= Completa quanto segue =
1. Secondo il brano sulla desacralizzazione del cosmo, qual è la prima conseguenza della rivelazione biblica?
2. Riprendi il brano sulla desacralizzazione del cosmo dal punto in cui si ferma e proseguilo.

Il cardinale spiega che narrare il sole, la luna e il mondo naturale come creature di un Dio totalmente trascendente, significava desacralizzare il cosmo che invece tutte le religioni sacralizzavano.
Se il sole è semplicemente un astro misuratore del tempo, l’universo è una creazione razionale che l’uomo può conoscere, usare e dominare.
Quindi – come Ratzinger spiegò poi in un memorabile discorso a Parigi – la prima conseguenza della rivelazione biblica è la liberazione dalle superstizioni.
Anche da quelle politiche. La desacralizzazione del mondo compiuta dai cristiani infatti ha riguardato pure il potere che – dice Ratzinger – tutte le religioni pagane sacralizzavano.
Infatti il cristianesimo entra nel mondo romano – che era tollerante verso tutti i culti – essendo denunciato e perseguitato curiosamente come “ateismo”.

[Dati di origine]
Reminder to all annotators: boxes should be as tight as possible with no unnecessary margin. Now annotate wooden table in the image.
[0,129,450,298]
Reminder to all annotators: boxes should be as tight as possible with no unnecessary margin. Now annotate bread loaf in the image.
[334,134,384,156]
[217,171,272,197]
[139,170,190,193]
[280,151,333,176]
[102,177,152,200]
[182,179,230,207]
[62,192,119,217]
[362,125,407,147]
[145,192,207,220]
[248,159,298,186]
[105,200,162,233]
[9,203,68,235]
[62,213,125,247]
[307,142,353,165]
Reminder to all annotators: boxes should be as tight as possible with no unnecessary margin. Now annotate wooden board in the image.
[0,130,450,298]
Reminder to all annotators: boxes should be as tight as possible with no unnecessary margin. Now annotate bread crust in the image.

= Le risposte =
1. La liberazione dalle superstizioni.

2.
Perché?
I cristiani erano leali alle autorità e allo stato, ma si rifiutavano di omaggiare l’imperatore come dio. Infatti Gesù stesso aveva posto i diritti di Dio come limite invalicabile per i diritti di Cesare (“date a Cesare quel che è di Cesare e a Dio quel che è di Dio”).
Così ha creato lo spazio della libera coscienza individuale (e quanti martiri!), ha portato alla demolizione di assolutismi e teocrazie e in seguito alla svolta costantiniana, che è anzitutto la desacralizzazione dello Stato e l’inizio della vera laicità e della libertà di coscienza.
Poi nel corso dei secoli lo stesso Impero cristiano è stato più volte tentato di riproporsi come assoluto (e di prevaricare la Chiesa stessa), così come il ceto ecclesiastico medesimo è stato tentato dalla teocrazia, ponendosi come potere mondano sacralizzato.
Ma il dramma dell’irriducibile alterità cristiana (“il mio Regno non è di questo mondo”) si è sempre riproposto e ha prevalso, purificando anche la Chiesa. Specie attraverso il formidabile irrompere dei santi.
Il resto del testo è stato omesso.